"""

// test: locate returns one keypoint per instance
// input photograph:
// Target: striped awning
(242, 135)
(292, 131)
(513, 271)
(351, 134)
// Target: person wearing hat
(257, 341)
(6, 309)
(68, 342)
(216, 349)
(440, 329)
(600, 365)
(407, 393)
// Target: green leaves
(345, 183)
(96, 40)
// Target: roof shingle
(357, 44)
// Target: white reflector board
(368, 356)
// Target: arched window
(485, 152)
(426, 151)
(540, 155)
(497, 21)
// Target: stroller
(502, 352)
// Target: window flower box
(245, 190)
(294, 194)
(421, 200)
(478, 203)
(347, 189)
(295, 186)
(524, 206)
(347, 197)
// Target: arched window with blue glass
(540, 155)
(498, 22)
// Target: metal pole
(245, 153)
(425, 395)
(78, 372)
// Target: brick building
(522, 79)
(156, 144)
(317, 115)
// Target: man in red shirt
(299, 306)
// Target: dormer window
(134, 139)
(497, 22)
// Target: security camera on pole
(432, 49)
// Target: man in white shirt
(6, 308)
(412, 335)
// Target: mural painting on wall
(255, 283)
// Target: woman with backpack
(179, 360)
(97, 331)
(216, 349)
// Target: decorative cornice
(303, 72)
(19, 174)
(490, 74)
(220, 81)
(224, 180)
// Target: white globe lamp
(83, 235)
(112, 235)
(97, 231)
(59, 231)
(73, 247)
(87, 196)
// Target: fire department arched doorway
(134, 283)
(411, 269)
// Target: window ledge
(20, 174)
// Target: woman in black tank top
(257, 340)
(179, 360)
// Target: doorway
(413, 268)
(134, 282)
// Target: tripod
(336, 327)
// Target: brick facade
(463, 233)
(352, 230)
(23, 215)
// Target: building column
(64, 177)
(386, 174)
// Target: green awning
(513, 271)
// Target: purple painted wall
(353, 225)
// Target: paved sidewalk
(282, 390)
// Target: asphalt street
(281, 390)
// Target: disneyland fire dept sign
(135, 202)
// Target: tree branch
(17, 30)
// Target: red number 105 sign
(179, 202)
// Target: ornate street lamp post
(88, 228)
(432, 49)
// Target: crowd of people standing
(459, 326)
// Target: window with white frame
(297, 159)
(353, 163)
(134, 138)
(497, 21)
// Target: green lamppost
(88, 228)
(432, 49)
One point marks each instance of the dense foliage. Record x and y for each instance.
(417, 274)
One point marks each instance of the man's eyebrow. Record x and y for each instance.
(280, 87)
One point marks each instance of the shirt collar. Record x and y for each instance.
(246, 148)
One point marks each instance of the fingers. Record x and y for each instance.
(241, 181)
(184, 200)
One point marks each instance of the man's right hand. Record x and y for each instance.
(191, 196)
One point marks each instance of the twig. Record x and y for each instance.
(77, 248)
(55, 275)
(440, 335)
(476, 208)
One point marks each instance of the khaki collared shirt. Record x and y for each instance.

"""

**PROBLEM TO WORK ON:** Produce an exact copy of the lines from the one containing "with white frame" through the last line, and of nothing else.

**SOLUTION FOR THIS EXERCISE:**
// Target: window with white frame
(297, 159)
(353, 163)
(134, 138)
(497, 21)
// Target: green lamppost
(88, 228)
(432, 49)
One point marks each instance of the dense foliage. Record x and y for each instance.
(417, 274)
One point marks each instance of the man's eyebrow. Record x and y for each instance.
(280, 87)
One point marks each instance of the shirt collar. Record x and y for each instance.
(246, 148)
One point marks each instance of the fingers. Record x and y for each instance.
(241, 181)
(184, 200)
One point marks each instance of the man's right hand. Record x and y for each instance.
(191, 196)
One point marks each instance of the twig. Record x and y for each instance.
(77, 248)
(55, 275)
(440, 335)
(476, 208)
One point marks each instance of the khaki collared shirt. Record x and y for each instance.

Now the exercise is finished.